A data block:
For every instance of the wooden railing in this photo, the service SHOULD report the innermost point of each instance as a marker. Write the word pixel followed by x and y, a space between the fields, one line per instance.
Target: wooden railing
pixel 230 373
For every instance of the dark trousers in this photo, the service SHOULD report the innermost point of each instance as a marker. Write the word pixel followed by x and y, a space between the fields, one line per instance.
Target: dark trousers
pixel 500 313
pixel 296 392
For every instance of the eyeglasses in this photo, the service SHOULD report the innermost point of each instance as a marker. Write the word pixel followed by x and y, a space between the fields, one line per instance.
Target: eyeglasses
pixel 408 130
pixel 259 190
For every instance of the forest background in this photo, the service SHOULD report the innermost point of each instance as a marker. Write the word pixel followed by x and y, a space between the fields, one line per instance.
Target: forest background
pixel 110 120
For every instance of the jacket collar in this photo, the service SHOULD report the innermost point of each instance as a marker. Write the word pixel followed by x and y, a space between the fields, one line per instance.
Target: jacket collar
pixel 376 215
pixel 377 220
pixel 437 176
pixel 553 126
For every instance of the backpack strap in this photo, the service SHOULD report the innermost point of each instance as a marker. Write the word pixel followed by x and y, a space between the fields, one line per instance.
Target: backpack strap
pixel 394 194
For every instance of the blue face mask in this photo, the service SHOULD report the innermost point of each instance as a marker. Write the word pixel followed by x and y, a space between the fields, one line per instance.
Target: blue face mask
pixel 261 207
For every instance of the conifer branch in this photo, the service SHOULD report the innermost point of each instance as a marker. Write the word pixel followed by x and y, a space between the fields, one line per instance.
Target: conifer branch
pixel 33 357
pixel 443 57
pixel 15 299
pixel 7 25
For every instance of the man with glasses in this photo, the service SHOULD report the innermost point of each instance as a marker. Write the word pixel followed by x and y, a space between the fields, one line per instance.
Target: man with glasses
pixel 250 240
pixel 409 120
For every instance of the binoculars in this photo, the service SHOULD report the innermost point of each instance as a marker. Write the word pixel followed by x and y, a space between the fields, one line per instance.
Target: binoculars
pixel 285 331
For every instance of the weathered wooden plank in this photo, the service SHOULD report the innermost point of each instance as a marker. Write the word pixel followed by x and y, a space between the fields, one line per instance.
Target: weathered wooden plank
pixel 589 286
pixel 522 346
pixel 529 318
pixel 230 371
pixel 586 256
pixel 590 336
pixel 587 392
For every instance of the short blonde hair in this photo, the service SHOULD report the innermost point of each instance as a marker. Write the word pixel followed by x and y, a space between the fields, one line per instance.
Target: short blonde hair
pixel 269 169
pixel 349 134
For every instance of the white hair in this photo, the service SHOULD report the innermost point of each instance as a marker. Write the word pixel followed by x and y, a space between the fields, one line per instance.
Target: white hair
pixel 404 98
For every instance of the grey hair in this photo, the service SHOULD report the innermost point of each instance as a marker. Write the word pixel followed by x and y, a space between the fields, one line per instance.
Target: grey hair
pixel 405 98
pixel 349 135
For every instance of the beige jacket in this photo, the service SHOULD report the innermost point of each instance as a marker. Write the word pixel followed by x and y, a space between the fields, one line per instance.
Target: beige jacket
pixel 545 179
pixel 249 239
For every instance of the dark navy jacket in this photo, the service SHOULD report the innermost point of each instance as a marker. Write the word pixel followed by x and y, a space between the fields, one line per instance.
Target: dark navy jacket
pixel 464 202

Task instructions: Reproduce verbatim everything in the entries above from the line containing "For every instance of the jacket" down to the line containing "pixel 261 207", with both of those lines included.

Exercise response:
For every instance of the jacket collar in this photo, the service SHOULD report the innermost point of each instance as a marker. Write the word pixel followed by x and y, a space between the fields, one line per instance.
Target: jacket collar
pixel 376 215
pixel 377 220
pixel 437 176
pixel 553 126
For every instance of the backpack strap in this photo, the service SHOULD report the innermost point of each instance as a marker. Write the word pixel followed by x and y, a space between the fields, one line per instance.
Target: backpack strap
pixel 394 194
For every instance of the blue face mask in this photo, the service SHOULD report the innermost point of each instance as a marker. Write the word pixel followed by x and y, a space between the fields, one line per instance.
Target: blue face mask
pixel 261 207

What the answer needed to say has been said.